REQUEST: Please reproduce the material starting at the line that contains "Could you please spot the wooden floorboard" and ending at the end of the material, with "floorboard" swapped for "plank" and nothing else changed.

# start of EXERCISE INPUTS

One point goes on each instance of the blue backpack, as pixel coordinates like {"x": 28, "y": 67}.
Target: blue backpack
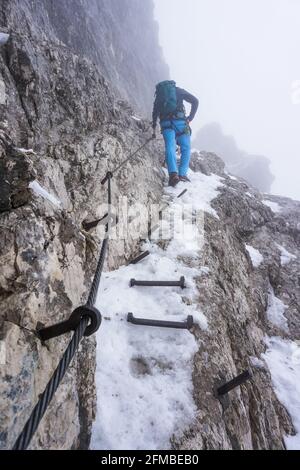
{"x": 166, "y": 98}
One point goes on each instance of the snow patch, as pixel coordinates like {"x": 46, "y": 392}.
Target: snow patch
{"x": 26, "y": 151}
{"x": 201, "y": 192}
{"x": 283, "y": 360}
{"x": 40, "y": 191}
{"x": 257, "y": 363}
{"x": 286, "y": 257}
{"x": 275, "y": 311}
{"x": 144, "y": 374}
{"x": 256, "y": 257}
{"x": 274, "y": 206}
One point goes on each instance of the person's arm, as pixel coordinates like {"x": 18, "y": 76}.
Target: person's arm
{"x": 186, "y": 96}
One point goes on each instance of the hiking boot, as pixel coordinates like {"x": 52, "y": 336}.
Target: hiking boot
{"x": 173, "y": 180}
{"x": 184, "y": 179}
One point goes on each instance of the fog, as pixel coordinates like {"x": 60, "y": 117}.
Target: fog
{"x": 241, "y": 58}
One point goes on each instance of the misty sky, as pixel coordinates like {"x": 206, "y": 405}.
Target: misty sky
{"x": 241, "y": 58}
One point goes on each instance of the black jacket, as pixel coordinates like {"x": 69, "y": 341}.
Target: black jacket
{"x": 182, "y": 95}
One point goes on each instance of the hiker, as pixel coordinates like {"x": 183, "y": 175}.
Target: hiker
{"x": 175, "y": 128}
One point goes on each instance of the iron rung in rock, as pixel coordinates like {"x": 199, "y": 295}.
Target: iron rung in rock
{"x": 180, "y": 283}
{"x": 187, "y": 325}
{"x": 234, "y": 383}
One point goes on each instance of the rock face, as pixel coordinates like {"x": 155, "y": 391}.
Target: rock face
{"x": 234, "y": 297}
{"x": 253, "y": 168}
{"x": 57, "y": 102}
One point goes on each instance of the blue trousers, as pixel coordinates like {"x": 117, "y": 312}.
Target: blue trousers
{"x": 171, "y": 131}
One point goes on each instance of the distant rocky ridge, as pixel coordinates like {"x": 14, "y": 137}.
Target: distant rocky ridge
{"x": 253, "y": 168}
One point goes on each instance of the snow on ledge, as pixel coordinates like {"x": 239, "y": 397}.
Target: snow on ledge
{"x": 275, "y": 311}
{"x": 283, "y": 360}
{"x": 286, "y": 257}
{"x": 40, "y": 191}
{"x": 256, "y": 257}
{"x": 25, "y": 151}
{"x": 274, "y": 206}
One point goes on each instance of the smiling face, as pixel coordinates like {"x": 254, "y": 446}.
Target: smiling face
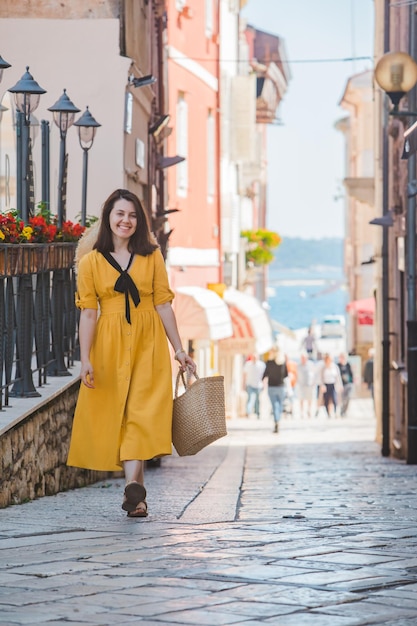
{"x": 123, "y": 219}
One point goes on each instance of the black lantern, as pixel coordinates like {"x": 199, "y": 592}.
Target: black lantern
{"x": 27, "y": 93}
{"x": 87, "y": 127}
{"x": 3, "y": 66}
{"x": 64, "y": 114}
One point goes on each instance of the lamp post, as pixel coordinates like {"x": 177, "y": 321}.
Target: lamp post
{"x": 27, "y": 94}
{"x": 64, "y": 113}
{"x": 87, "y": 127}
{"x": 396, "y": 74}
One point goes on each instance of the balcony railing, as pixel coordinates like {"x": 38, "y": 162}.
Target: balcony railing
{"x": 38, "y": 317}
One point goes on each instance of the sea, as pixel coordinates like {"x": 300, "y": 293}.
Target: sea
{"x": 298, "y": 298}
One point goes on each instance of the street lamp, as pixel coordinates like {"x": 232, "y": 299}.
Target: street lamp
{"x": 87, "y": 127}
{"x": 396, "y": 74}
{"x": 3, "y": 66}
{"x": 64, "y": 114}
{"x": 27, "y": 94}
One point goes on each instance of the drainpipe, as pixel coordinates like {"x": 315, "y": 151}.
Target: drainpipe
{"x": 385, "y": 379}
{"x": 411, "y": 278}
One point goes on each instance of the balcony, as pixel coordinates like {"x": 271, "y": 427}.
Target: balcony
{"x": 38, "y": 317}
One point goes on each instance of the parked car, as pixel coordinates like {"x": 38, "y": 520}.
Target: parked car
{"x": 333, "y": 326}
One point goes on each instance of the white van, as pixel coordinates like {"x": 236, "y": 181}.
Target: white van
{"x": 333, "y": 326}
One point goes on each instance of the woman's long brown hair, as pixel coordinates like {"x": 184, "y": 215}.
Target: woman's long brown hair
{"x": 141, "y": 242}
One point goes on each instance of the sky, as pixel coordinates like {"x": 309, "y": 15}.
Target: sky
{"x": 306, "y": 153}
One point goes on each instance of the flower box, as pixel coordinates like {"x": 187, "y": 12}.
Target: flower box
{"x": 31, "y": 258}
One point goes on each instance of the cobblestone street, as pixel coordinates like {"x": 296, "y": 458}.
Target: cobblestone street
{"x": 311, "y": 526}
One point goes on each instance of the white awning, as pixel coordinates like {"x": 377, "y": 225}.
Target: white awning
{"x": 257, "y": 316}
{"x": 201, "y": 314}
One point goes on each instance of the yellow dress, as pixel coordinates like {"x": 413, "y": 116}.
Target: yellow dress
{"x": 127, "y": 416}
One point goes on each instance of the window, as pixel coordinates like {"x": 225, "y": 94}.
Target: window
{"x": 211, "y": 157}
{"x": 182, "y": 144}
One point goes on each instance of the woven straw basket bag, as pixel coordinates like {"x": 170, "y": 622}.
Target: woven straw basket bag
{"x": 199, "y": 415}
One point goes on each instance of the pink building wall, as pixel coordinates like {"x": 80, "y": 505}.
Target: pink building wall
{"x": 193, "y": 73}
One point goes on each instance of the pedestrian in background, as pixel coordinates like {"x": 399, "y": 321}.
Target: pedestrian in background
{"x": 346, "y": 375}
{"x": 276, "y": 372}
{"x": 368, "y": 372}
{"x": 309, "y": 344}
{"x": 306, "y": 383}
{"x": 253, "y": 371}
{"x": 318, "y": 366}
{"x": 331, "y": 383}
{"x": 124, "y": 410}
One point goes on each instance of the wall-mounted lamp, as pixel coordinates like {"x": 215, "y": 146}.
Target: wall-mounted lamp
{"x": 149, "y": 79}
{"x": 158, "y": 125}
{"x": 163, "y": 162}
{"x": 396, "y": 74}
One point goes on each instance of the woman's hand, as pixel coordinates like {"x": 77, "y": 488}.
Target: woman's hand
{"x": 87, "y": 374}
{"x": 186, "y": 362}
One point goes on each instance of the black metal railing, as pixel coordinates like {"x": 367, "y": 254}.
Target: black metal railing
{"x": 38, "y": 317}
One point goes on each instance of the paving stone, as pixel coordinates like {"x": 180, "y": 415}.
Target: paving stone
{"x": 313, "y": 527}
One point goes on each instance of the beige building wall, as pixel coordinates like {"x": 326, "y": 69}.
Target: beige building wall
{"x": 360, "y": 245}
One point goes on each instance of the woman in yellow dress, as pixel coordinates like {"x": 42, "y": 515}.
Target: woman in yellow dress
{"x": 124, "y": 409}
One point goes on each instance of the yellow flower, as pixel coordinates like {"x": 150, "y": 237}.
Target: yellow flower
{"x": 27, "y": 232}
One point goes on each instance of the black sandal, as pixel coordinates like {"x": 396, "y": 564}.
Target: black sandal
{"x": 134, "y": 493}
{"x": 140, "y": 511}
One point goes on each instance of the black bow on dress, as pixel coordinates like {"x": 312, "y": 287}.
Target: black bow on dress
{"x": 124, "y": 284}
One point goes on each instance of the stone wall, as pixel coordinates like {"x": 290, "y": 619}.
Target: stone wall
{"x": 33, "y": 453}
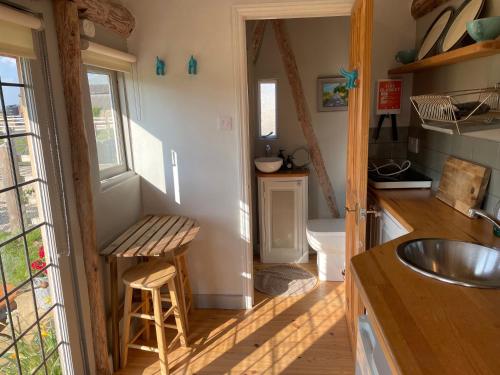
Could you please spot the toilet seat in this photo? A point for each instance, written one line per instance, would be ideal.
(327, 237)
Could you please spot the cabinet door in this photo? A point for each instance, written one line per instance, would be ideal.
(282, 222)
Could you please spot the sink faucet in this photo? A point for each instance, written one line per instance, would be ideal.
(268, 150)
(474, 212)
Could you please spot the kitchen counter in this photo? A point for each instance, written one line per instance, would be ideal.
(426, 326)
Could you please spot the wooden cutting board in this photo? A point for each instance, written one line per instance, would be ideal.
(463, 184)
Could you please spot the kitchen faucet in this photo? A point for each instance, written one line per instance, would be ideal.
(474, 212)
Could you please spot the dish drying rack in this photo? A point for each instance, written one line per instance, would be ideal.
(458, 112)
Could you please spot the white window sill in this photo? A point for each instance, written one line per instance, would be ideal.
(116, 180)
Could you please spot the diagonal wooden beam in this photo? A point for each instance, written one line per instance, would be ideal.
(257, 38)
(113, 16)
(68, 38)
(303, 114)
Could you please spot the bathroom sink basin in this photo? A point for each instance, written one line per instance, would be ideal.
(268, 164)
(454, 262)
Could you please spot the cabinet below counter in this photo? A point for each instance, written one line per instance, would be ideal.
(427, 326)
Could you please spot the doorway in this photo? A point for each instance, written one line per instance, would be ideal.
(242, 14)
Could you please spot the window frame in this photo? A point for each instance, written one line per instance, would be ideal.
(56, 312)
(123, 167)
(259, 128)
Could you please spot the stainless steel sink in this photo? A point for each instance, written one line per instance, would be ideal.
(454, 262)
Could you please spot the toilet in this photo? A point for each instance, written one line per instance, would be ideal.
(327, 238)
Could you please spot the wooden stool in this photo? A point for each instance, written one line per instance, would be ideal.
(151, 277)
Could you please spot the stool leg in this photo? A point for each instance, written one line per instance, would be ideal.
(146, 310)
(160, 331)
(188, 293)
(127, 308)
(180, 289)
(179, 317)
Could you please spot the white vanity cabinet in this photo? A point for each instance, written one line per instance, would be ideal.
(283, 217)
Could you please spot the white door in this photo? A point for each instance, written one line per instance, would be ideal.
(283, 221)
(36, 288)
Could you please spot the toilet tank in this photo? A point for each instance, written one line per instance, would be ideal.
(326, 235)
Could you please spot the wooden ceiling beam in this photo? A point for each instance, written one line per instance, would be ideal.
(303, 114)
(113, 16)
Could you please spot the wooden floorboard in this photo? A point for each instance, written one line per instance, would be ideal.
(303, 335)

# end of EXERCISE INPUTS

WRITTEN ANSWER:
Could you please spot the wooden plank in this photo? A point for each instance, written one line per instance, would be ideal.
(303, 335)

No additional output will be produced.